## Work to be completed
Of the entries below, return exactly those lines that fall between the one containing "Task: set a point on the lion's front" and the one containing "Target: plastic bag", the two end lines included.

Items from a data source
============================================================

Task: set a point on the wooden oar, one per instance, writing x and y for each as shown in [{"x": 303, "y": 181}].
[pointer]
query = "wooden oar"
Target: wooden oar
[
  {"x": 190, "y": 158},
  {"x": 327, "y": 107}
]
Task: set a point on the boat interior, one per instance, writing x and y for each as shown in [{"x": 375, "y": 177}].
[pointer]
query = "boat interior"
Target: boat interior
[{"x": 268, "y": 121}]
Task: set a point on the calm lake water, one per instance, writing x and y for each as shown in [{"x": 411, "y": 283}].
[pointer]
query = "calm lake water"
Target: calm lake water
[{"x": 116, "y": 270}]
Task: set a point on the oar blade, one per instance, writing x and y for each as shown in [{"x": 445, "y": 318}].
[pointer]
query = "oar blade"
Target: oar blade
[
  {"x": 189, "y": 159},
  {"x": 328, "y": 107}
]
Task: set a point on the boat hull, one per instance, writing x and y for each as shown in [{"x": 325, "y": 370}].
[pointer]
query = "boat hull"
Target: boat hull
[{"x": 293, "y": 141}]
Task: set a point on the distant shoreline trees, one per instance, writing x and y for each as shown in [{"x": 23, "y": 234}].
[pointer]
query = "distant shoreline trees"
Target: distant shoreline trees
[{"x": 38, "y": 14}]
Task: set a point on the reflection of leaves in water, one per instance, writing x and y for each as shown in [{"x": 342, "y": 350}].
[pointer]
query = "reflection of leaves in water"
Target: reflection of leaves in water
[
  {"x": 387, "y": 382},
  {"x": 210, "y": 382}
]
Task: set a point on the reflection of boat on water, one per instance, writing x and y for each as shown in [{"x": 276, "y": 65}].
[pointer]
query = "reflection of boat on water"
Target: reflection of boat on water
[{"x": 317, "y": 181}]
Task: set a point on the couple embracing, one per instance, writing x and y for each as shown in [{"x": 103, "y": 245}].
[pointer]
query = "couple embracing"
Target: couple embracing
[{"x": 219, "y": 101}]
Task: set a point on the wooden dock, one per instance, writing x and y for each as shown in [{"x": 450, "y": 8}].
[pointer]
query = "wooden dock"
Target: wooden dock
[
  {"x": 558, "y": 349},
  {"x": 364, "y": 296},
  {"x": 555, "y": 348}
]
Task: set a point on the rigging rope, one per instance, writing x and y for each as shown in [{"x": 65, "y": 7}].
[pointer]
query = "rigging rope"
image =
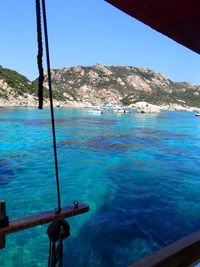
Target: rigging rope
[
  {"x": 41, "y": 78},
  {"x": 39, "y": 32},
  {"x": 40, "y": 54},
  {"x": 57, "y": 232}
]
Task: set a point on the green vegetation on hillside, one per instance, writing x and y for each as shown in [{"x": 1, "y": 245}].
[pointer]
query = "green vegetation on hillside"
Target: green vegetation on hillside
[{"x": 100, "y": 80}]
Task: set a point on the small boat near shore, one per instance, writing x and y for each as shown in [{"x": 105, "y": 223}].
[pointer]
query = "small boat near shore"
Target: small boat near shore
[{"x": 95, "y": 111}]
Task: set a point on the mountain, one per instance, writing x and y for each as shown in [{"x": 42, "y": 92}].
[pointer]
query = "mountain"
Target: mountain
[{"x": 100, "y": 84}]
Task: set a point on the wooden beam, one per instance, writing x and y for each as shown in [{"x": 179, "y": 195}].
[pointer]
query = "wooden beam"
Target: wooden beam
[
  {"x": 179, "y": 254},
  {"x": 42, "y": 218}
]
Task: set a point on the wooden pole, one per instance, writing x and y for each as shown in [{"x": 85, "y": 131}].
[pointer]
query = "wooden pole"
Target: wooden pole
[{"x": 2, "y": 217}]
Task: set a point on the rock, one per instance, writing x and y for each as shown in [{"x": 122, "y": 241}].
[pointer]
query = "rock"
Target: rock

============================================================

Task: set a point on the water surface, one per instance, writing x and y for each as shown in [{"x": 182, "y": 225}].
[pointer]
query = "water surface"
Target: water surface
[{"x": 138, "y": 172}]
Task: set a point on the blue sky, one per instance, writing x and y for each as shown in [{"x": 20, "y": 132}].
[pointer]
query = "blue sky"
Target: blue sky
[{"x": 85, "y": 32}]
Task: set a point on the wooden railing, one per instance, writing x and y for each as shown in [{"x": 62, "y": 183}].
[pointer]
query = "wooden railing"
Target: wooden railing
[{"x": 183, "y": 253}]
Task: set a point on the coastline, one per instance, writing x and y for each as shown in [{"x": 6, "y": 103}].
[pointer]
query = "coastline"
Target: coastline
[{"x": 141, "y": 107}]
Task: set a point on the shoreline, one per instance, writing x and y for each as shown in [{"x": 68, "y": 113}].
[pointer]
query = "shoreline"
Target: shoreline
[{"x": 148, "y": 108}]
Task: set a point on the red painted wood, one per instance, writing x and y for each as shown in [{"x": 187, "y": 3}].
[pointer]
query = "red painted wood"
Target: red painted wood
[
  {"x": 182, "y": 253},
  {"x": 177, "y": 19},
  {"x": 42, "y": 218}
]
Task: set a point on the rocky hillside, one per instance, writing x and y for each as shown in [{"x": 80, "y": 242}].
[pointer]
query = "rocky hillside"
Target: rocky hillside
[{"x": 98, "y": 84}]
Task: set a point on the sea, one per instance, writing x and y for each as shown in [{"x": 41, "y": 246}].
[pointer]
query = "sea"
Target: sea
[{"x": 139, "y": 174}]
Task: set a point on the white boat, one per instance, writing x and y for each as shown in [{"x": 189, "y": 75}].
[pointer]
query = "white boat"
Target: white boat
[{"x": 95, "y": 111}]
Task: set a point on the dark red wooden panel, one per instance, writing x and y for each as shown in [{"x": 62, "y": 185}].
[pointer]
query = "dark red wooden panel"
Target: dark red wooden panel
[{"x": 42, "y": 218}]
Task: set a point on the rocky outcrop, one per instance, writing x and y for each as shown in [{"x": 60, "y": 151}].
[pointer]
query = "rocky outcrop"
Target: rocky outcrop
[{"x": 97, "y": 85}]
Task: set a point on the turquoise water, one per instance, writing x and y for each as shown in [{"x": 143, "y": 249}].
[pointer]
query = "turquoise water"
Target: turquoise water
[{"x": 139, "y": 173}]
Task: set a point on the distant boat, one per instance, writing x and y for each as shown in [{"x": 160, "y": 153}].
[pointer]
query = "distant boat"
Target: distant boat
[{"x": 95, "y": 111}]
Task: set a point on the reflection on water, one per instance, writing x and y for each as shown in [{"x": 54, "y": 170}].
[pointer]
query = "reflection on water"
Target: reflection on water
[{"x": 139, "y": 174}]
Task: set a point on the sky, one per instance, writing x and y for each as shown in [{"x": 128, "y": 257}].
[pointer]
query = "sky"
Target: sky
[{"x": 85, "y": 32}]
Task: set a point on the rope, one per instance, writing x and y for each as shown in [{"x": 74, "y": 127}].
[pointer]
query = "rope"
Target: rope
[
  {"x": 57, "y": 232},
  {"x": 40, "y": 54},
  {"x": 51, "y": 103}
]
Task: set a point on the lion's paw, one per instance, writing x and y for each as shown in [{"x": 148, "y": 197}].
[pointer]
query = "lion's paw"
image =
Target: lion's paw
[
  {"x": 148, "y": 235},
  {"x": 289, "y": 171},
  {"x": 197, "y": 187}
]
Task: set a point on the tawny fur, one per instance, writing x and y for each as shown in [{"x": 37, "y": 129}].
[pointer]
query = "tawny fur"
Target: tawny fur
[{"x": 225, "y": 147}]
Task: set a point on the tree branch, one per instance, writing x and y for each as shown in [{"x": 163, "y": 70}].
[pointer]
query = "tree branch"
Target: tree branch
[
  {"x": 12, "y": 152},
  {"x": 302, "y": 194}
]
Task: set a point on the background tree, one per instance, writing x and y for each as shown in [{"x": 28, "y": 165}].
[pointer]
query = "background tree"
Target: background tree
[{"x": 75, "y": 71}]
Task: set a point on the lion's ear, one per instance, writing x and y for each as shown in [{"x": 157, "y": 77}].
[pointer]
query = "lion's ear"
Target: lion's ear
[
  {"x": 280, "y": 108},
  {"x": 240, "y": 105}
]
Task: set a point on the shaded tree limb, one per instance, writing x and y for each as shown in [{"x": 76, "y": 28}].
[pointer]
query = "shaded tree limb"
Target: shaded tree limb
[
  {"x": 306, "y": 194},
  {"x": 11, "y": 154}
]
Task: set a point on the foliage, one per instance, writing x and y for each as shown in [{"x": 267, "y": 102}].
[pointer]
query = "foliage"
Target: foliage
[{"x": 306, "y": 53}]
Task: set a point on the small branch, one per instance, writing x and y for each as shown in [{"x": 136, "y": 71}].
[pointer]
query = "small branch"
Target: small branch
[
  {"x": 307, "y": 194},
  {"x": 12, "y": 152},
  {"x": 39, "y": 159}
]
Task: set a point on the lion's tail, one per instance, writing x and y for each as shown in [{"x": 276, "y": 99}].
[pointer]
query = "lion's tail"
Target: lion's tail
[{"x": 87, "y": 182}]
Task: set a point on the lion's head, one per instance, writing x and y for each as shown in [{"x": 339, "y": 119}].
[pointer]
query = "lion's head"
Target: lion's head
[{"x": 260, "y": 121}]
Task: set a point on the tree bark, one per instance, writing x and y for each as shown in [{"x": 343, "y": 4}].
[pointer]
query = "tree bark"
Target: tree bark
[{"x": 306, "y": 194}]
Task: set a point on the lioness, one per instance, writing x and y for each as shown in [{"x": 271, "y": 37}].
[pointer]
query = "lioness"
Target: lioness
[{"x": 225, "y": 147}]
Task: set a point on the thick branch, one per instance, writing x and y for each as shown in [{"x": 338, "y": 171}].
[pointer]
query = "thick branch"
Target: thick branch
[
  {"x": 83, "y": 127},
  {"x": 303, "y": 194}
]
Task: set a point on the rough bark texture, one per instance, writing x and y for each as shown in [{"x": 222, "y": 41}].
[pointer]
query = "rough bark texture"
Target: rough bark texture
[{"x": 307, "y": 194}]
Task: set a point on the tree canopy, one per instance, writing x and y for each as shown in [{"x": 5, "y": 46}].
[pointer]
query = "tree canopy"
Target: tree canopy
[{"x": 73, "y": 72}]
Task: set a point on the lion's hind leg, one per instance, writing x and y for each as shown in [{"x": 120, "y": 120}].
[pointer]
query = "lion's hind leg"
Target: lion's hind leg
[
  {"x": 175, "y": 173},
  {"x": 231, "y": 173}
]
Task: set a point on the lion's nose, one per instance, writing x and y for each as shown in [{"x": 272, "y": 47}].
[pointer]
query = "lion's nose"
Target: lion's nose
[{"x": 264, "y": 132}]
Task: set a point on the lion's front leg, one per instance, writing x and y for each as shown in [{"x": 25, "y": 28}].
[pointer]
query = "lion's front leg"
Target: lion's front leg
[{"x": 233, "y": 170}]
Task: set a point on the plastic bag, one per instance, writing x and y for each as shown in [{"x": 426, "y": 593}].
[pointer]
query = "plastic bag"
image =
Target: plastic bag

============================================================

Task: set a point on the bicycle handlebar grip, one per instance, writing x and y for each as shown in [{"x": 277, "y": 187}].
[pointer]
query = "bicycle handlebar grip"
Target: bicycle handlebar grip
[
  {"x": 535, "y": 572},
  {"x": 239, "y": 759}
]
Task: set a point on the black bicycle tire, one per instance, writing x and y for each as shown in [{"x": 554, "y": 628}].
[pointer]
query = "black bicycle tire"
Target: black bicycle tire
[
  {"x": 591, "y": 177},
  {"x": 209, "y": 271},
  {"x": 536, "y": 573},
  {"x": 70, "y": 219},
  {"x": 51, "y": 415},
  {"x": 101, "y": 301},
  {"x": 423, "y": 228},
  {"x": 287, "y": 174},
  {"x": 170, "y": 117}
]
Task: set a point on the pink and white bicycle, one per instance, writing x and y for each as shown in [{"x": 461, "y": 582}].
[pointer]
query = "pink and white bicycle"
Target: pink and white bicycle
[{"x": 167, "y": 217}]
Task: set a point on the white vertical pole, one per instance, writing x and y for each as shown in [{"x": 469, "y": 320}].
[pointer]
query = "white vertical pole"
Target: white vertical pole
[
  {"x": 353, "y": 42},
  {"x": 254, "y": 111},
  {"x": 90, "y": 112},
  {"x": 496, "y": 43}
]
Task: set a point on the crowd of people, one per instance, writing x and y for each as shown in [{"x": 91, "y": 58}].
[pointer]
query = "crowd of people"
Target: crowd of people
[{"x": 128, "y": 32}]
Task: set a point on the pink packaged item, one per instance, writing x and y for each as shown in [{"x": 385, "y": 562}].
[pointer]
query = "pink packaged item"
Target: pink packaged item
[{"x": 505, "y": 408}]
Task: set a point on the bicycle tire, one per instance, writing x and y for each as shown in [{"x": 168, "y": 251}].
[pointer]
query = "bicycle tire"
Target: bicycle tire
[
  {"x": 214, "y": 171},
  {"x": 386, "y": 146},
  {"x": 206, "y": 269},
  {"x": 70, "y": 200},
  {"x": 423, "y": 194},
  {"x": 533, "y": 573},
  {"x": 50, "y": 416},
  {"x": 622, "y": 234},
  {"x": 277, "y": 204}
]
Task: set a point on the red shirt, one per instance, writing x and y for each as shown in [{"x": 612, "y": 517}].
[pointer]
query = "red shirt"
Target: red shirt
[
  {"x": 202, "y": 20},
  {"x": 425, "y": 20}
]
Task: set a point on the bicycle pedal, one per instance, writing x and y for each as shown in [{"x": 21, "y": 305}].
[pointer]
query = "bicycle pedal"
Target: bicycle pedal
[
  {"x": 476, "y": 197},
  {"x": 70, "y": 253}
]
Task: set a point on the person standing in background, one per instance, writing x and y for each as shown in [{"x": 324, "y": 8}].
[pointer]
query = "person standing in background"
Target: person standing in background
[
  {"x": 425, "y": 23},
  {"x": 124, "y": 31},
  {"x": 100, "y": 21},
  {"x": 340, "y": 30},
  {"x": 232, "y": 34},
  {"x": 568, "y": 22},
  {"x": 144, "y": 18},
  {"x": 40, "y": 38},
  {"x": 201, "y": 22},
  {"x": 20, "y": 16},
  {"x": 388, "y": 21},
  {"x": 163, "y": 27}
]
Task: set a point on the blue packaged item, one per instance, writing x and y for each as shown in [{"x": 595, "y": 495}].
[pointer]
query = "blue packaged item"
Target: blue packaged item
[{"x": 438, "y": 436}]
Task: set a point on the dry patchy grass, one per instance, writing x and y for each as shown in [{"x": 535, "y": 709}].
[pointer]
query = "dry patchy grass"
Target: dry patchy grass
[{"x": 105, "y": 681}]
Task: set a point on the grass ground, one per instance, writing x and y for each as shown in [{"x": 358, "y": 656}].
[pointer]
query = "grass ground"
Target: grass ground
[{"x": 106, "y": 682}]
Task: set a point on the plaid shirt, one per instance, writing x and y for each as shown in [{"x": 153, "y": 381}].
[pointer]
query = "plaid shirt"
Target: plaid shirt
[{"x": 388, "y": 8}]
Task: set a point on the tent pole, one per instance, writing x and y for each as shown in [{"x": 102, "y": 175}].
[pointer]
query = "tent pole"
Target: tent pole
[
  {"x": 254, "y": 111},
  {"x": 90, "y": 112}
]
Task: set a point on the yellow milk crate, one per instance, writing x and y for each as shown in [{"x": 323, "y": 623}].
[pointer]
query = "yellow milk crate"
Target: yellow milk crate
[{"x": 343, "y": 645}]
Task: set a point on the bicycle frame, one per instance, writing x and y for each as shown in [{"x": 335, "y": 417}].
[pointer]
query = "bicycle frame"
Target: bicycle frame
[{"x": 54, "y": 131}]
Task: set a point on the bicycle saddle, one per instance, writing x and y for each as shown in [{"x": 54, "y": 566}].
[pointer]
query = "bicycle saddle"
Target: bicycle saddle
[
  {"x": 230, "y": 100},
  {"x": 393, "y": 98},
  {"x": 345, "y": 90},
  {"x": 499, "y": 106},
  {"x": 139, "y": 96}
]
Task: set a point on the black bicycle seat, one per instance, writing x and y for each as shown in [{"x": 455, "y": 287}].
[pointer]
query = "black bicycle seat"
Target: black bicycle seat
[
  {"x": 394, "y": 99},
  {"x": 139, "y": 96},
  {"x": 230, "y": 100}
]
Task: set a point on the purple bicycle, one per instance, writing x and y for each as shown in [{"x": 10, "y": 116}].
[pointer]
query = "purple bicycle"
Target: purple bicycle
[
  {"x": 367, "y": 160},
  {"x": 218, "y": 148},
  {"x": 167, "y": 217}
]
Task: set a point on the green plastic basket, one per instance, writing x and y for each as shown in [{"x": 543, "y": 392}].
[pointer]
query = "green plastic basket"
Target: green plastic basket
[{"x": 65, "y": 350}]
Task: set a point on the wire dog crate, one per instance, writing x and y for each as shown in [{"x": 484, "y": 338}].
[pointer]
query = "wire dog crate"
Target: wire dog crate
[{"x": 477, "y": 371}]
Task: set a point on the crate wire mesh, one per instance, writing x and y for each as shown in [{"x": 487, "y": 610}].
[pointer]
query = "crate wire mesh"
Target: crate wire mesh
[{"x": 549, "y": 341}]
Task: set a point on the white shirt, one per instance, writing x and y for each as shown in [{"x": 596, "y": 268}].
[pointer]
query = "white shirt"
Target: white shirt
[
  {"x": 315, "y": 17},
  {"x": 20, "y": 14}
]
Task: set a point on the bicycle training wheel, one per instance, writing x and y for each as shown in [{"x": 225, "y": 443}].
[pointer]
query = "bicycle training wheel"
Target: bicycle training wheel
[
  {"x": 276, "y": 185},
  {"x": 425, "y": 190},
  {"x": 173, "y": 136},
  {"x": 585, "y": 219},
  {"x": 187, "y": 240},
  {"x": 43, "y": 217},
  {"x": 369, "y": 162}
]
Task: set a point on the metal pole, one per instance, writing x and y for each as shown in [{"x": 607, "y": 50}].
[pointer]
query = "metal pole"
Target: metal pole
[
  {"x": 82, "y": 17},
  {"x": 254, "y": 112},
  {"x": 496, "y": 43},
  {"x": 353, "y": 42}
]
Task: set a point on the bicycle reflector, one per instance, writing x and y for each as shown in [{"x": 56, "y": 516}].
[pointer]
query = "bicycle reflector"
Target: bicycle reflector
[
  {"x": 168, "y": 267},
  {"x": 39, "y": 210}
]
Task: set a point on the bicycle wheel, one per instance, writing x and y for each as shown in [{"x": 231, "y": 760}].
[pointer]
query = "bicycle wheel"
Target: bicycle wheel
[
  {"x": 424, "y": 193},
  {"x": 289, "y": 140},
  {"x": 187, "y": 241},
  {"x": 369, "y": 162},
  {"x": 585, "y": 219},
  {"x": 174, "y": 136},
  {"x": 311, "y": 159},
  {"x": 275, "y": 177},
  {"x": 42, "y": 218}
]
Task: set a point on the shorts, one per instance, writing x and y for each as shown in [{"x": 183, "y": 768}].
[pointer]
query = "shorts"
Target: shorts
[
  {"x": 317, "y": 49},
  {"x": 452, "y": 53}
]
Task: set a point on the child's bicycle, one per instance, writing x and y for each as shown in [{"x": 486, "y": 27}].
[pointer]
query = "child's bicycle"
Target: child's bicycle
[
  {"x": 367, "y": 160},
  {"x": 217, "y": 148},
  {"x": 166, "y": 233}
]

============================================================

## The answer
Task: set a point on the lion's front leg, one per instance, writing x and y for each as shown in [{"x": 25, "y": 28}].
[pointer]
query = "lion's front leg"
Target: lion's front leg
[{"x": 233, "y": 170}]
Task: set a point on the plastic bag, one per instance, writing x and y for each as shown in [{"x": 426, "y": 593}].
[pointer]
query = "plastic bag"
image =
Target: plastic bag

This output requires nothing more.